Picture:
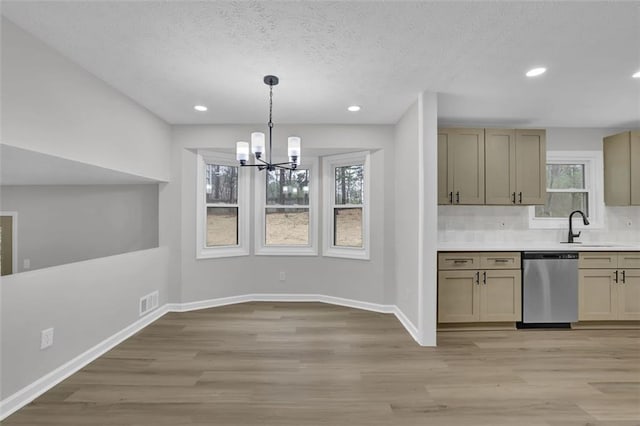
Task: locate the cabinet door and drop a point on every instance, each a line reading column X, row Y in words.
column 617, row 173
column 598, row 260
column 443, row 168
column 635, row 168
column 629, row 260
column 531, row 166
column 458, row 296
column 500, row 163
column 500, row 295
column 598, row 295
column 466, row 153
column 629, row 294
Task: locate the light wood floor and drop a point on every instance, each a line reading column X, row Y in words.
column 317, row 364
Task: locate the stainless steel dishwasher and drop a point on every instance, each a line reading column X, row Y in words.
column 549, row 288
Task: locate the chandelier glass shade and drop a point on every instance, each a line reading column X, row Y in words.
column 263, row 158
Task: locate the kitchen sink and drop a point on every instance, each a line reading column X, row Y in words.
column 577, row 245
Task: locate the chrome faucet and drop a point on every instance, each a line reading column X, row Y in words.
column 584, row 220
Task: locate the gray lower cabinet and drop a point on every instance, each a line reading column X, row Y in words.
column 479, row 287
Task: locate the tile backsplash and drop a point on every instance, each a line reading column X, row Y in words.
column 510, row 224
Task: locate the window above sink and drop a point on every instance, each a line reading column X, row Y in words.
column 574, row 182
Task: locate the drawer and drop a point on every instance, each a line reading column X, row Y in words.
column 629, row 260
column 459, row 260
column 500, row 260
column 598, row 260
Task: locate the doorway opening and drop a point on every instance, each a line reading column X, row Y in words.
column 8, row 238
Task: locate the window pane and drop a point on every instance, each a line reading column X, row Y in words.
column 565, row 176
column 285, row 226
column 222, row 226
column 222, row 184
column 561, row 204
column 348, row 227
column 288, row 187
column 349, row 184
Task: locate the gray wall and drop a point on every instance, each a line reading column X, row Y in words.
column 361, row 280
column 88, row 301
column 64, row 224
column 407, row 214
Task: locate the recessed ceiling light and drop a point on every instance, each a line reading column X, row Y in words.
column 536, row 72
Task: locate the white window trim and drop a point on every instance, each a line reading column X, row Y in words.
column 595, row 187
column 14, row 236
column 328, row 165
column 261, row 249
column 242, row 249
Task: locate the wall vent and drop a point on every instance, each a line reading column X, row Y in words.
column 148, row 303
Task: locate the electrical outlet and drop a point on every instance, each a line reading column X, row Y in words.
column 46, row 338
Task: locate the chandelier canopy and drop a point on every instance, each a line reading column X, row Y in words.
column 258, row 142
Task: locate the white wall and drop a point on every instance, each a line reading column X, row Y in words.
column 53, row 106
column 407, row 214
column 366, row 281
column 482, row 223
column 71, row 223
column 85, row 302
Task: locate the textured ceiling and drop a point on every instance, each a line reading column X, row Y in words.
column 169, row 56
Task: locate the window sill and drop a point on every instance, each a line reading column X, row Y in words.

---

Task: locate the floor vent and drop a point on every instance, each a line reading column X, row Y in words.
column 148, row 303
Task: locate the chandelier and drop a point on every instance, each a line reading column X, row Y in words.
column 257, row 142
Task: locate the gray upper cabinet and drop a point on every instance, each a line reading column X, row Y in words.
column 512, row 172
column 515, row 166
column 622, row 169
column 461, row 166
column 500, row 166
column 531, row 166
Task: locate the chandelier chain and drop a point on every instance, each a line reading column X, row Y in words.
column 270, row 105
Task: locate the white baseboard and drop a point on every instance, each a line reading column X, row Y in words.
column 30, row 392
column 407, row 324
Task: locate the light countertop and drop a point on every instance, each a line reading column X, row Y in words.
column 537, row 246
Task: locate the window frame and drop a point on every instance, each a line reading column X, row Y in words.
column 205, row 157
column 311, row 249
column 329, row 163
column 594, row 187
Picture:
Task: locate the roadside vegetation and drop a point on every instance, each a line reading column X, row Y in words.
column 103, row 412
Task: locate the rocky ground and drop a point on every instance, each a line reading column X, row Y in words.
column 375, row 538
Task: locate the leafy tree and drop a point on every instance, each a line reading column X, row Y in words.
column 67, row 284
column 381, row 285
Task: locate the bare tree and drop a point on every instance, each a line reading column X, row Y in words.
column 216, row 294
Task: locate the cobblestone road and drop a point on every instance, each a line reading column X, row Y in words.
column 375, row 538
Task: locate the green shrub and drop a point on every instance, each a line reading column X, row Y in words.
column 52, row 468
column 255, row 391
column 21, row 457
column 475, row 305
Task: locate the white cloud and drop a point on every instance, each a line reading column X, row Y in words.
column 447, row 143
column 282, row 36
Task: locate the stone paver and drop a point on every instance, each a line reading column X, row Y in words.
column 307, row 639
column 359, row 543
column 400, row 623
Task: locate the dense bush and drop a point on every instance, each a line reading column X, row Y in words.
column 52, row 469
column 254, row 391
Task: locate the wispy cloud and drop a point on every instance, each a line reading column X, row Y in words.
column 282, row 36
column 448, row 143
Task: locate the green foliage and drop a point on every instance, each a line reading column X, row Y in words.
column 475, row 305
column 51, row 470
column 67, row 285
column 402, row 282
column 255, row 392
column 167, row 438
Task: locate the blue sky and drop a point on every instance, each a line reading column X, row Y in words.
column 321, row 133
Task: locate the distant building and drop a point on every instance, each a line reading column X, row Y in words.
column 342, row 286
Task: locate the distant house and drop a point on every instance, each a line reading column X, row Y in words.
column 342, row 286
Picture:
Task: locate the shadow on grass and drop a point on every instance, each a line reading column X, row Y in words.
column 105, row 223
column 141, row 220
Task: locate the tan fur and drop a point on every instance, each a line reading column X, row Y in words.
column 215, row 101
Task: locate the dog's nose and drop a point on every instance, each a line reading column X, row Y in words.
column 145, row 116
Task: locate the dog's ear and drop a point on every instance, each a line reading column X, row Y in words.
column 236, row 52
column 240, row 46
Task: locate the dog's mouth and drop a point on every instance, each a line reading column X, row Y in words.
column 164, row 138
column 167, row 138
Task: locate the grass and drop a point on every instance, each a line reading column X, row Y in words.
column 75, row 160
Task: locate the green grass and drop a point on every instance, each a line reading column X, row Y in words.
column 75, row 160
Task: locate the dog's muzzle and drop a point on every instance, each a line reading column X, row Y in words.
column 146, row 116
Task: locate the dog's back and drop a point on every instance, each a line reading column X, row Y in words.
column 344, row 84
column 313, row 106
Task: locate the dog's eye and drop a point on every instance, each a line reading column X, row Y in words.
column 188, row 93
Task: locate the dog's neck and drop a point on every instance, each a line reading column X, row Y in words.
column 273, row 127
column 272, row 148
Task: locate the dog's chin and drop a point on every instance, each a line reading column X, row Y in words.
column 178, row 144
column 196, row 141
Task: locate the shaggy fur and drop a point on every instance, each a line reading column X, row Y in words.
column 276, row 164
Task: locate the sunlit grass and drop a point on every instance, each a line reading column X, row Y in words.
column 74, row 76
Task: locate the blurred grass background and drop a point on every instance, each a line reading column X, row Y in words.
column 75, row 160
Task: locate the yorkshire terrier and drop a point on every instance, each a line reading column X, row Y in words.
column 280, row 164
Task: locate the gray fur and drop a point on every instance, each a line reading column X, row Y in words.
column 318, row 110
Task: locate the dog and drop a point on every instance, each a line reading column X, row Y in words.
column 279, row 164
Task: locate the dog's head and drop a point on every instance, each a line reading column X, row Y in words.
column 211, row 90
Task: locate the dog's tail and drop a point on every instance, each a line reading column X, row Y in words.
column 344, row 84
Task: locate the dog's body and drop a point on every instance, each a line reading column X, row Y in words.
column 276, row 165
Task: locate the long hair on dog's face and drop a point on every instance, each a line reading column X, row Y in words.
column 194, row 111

---

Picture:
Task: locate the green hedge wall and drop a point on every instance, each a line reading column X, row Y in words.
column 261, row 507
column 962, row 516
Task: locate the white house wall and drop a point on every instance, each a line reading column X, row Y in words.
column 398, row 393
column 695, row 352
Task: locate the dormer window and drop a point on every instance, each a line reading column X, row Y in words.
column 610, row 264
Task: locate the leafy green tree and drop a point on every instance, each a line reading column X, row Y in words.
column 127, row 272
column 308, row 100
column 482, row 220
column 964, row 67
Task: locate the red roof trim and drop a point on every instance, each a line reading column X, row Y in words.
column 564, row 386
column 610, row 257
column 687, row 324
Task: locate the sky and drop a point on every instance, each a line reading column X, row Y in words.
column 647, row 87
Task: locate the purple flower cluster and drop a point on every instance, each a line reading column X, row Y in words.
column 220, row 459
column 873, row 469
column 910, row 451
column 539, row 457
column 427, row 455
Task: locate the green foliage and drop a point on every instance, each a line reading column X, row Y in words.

→ **Stated problem**: Could you lay out the lines above as a JSON list of strings, one string per line with blank lines dropped, beginning at the line that has "Task: locate the dog's nose" and stopping after the line that has "column 188, row 93"?

→ **Response to the task**:
[
  "Task: locate the dog's nose and drop a point on every instance, each a line reading column X, row Y in words.",
  "column 145, row 116",
  "Task: locate the dog's ear and drop a point on every instance, each a line reading column X, row Y in words.",
  "column 236, row 52",
  "column 240, row 46",
  "Task: locate the dog's mouth and drop a point on every instance, each a line reading column X, row Y in words.",
  "column 164, row 138",
  "column 167, row 138",
  "Task: locate the grass and drop a point on every instance, each a line reading column X, row Y in words.",
  "column 75, row 160",
  "Task: locate the green grass and drop a point on every instance, each a line reading column X, row Y in words.",
  "column 75, row 160",
  "Task: locate the dog's muzzle and drop a point on every instance, each a line reading column X, row Y in words.",
  "column 146, row 116",
  "Task: locate the dog's back and drop a point on every instance, each a line reading column X, row Y in words.",
  "column 344, row 84",
  "column 313, row 106",
  "Task: locate the dog's eye and drop a point on every instance, each a line reading column X, row Y in words.",
  "column 188, row 93"
]